- **TEXT SHOWN**:
Start of Block

COM February 2012

Case of the Month Archives

Single Purplish-Red, Right Anterior Buccal Gingiva & Maxillary Vestibule

Dolphine Oda, BDS, MSc
doda@u.washington.edu

Contributed by: Dr. Galia Leonard
Oral & Maxillofacial Surgery, Seattle, WA

Case Summary and Diagnostic Information

This 12-year-old white female was referred to the oral surgeon in October 2011 for the evaluation of a purplish-red and smooth surfaced nodule in the anterior maxillary vestibule.

Diagnostic Information Available

History of present Illness

This 12-year-old white female was referred to the oral surgeon in October 2011 for the evaluation of a purplish-red and smooth surfaced nodule in the anterior maxillary vestibule (Figure 1). This growth is of three to four week duration. It was an isolated and symptomatic lesion and the associated teeth are vital. The area is radiographically normal with no bone resorption.

Figure 1. This photograph was taken at first presentation where a small, dome shaped and smooth surfaced, purplish-red swelling is identified buccal to tooth #6.

Medical History

The patient’s past medical history is unremarkable.

Clinical and Radiographic Findings

This was an isolated lesion slowly growing over a three to four week period.

Figure 1. This photograph was taken at first presentation where a small, dome shaped and smooth surfaced, purplish-red swelling is identified buccal to tooth #6.

Excisional Biopsy

Treatment

The lesion was completely excised under local anesthesia.

Excisional Biopsy

Histologic examination reveals a hemisected piece of soft tissue composed of thin and keratinized surface epithelium with underlying fibrous connective tissue almost all occupied by loose and vascular granulation tissue (Figure 2). The granulation tissue contains sheets of large “histiocytes” interspersed with multinucleated giant cells and significant aggregates of eosinophils (Figure 3). The granulation tissue is also infiltrated by many plasma cells, lymphocytes and neutrophils. Using Immunohistochemistry staining, the “histiocytes” were uniformly positive with antibody to CD1a (Figure 4).

Figure 2. Low power (x40) H & E stained histology shows a mass of vascular granulation tissue containing sheets of large “histiocytes” interspersed with multinucleated giant cells and significant aggregates of eosinophils.

Figure 3. Higher power (x200) H & E stained histology shows a mass of vascular granulation tissue containing sheets of large “histiocytes” interspersed with multinucleated giant cells and significant aggregates of eosinophils.

Figure 4. High power (x200) Immunohistochemistry stain with antibody to CD1a, the “histiocytes” were uniformly positive with this antibody.

End of Block

[Photo-based referring expression data]
Start of Block

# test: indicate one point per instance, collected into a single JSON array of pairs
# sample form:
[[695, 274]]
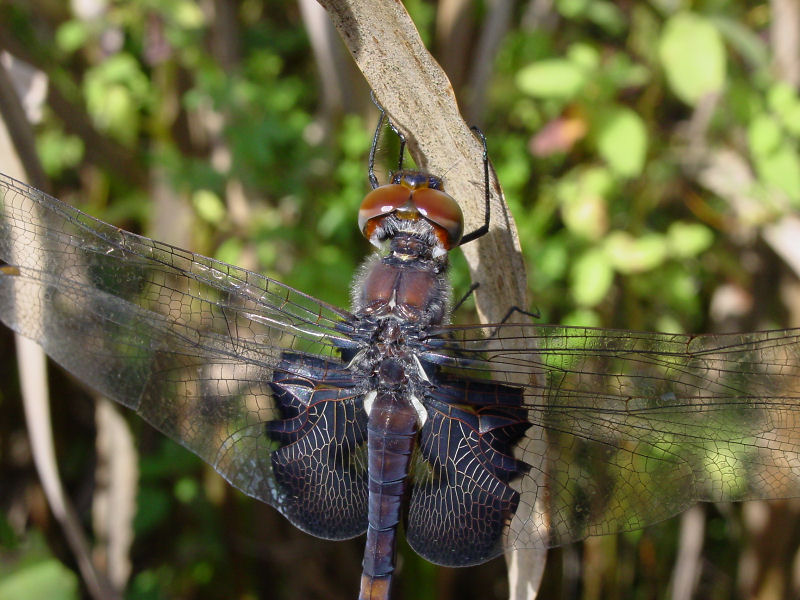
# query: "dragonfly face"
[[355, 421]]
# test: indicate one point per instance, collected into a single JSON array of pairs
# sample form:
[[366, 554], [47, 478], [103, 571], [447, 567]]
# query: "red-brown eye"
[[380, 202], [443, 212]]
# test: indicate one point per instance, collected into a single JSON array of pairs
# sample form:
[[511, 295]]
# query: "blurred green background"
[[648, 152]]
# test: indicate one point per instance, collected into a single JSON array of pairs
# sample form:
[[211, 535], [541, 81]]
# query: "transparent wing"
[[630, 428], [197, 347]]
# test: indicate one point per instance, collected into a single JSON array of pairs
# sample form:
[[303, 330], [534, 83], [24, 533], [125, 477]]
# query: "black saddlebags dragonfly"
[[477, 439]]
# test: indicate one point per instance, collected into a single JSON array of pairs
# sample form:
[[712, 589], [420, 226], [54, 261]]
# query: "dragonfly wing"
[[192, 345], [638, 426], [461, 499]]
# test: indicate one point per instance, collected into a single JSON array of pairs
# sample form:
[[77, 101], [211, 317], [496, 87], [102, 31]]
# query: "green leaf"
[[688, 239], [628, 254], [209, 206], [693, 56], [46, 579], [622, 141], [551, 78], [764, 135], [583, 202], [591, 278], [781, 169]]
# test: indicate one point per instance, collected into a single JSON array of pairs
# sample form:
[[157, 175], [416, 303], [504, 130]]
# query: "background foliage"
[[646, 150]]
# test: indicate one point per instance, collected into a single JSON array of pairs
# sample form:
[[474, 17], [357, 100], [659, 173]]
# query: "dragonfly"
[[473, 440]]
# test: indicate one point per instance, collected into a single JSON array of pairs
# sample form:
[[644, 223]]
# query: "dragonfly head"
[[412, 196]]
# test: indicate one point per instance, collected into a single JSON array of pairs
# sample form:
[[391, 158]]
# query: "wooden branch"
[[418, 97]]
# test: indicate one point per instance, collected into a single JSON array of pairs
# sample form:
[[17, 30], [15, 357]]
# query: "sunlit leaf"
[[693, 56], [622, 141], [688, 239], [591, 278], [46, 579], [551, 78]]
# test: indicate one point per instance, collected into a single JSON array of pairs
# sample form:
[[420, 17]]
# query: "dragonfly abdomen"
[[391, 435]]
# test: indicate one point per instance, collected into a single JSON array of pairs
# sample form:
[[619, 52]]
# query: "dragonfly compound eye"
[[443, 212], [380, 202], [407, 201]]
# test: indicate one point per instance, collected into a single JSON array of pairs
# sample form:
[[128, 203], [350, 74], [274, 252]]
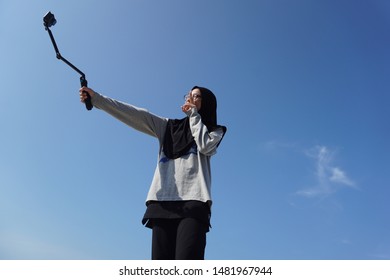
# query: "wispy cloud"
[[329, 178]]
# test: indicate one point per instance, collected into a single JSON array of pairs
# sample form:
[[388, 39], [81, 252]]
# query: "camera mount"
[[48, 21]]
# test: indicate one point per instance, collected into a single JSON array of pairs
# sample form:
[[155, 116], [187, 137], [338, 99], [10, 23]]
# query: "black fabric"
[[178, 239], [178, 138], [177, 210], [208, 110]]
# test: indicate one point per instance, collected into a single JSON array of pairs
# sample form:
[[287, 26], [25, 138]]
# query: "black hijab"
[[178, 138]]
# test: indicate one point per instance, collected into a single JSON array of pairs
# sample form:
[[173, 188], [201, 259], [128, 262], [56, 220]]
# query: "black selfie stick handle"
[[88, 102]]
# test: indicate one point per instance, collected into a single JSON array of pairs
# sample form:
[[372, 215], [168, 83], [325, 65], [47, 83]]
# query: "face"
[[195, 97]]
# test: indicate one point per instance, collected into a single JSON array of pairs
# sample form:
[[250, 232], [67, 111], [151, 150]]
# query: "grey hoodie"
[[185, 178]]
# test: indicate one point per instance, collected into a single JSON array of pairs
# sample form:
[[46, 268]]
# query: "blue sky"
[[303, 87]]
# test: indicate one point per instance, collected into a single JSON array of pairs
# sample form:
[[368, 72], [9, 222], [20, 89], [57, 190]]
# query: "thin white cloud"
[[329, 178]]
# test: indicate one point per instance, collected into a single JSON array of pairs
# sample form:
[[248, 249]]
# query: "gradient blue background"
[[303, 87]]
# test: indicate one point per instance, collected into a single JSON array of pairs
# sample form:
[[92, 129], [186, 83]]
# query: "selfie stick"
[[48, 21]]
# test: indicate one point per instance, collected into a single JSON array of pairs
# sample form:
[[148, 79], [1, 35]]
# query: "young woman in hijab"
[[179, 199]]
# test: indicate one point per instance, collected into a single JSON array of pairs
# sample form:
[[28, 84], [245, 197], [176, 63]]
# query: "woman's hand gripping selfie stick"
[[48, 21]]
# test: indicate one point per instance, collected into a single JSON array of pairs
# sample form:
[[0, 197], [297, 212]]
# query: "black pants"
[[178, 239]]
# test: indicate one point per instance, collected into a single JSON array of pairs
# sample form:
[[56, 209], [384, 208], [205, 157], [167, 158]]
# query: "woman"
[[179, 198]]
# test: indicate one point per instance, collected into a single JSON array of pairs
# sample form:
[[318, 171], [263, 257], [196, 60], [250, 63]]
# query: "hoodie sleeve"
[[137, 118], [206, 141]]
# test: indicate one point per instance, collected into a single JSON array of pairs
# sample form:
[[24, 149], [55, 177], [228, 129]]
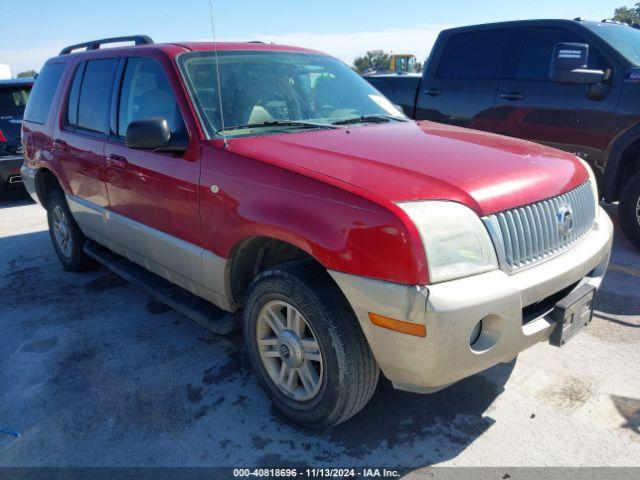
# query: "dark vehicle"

End of Block

- **REQUIRED ACTION**:
Give the case report again between "Diagnostic Information Available" and "history is unremarkable.", inclusive, changing "oral surgeon" to "maxillofacial surgeon". None of the rows is needed for this work.

- **EXERCISE SOLUTION**:
Diagnostic Information Available

History of present Illness

This 12-year-old white female was referred to the maxillofacial surgeon in October 2011 for the evaluation of a purplish-red and smooth surfaced nodule in the anterior maxillary vestibule (Figure 1). This growth is of three to four week duration. It was an isolated and symptomatic lesion and the associated teeth are vital. The area is radiographically normal with no bone resorption.

Figure 1. This photograph was taken at first presentation where a small, dome shaped and smooth surfaced, purplish-red swelling is identified buccal to tooth #6.

Medical History

The patient’s past medical history is unremarkable.